** Start of Material shown **
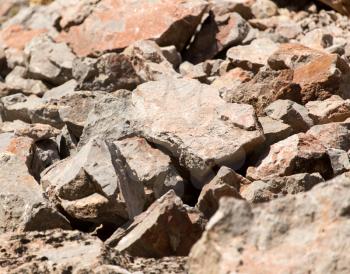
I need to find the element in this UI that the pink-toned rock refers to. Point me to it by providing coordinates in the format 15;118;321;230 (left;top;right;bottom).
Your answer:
0;25;47;50
58;0;207;56
247;133;332;180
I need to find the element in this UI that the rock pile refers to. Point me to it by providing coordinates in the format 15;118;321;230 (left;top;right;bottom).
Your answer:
0;0;350;274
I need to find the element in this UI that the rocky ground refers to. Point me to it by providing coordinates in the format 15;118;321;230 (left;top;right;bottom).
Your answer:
0;0;350;274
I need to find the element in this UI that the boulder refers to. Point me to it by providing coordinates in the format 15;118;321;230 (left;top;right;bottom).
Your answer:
0;152;70;233
58;0;207;56
196;167;246;220
265;100;314;133
0;229;130;274
131;79;264;184
115;190;204;258
189;175;350;274
247;133;332;180
240;173;324;203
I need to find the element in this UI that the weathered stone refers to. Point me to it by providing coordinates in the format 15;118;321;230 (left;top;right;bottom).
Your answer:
300;29;333;50
5;66;48;96
183;13;250;64
0;230;130;274
25;36;75;85
189;175;350;274
60;0;207;56
268;44;326;70
307;121;350;151
73;53;142;92
247;133;332;180
115;137;185;201
116;190;204;258
0;153;70;233
259;116;293;145
227;38;278;71
58;91;99;138
221;70;302;114
132;79;264;183
43;79;78;100
305;95;350;124
41;139;144;224
196;167;246;220
240;173;324;203
265;100;314;133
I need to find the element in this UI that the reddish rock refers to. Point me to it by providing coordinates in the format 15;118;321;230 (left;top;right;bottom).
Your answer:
** End of Material shown **
Task goal — Retype the listing exactly. Pictures do not belong in the copy.

Exercise answer —
I need to find the element in this UI that the pink-toned rock refers to. Point me to it by providing coordinates in the format 15;118;321;230 (left;top;right;bottom).
Your answer:
0;25;47;50
58;0;207;56
247;133;332;180
I need to find the element in this UI that the rock pile refers to. Point me to it by providing coordinates in the format 15;118;321;230 (left;top;right;bottom).
Your answer:
0;0;350;274
I need to find the element in this UI that the rocky ground refers to. Point me to it by providing coordinates in the format 15;118;321;230 (left;top;right;bottom).
Your answer:
0;0;350;274
I need to find the element in this UI that the boulder refers to. Point me to it by providing coordinates in the format 15;118;321;230 (left;top;right;bottom).
Your answer:
0;152;70;233
58;0;207;56
196;167;246;220
265;100;314;133
0;229;130;274
131;79;264;184
115;190;204;258
189;175;350;274
247;133;332;180
240;173;324;203
I need to find the element in this UI that the weathered stone refers to. Point me to it by providing coordinates in the format 15;118;321;230 (left;top;right;bottom).
Your answer:
300;29;333;50
5;66;48;96
183;13;250;64
0;230;130;274
25;36;75;85
189;175;350;274
60;0;207;56
268;44;326;70
307;121;350;151
73;53;142;92
247;133;332;180
115;137;185;201
116;190;204;258
0;153;70;233
259;116;293;145
227;38;278;71
58;91;99;138
221;70;302;114
132;79;264;183
43;79;78;100
305;95;350;124
41;139;144;224
196;167;246;220
240;173;324;203
265;100;314;133
I need to find the element in this UI that the reddish rock refers to. Point me to it by providing coordinates in the format 15;118;321;230 (left;top;right;bottom).
Your answer:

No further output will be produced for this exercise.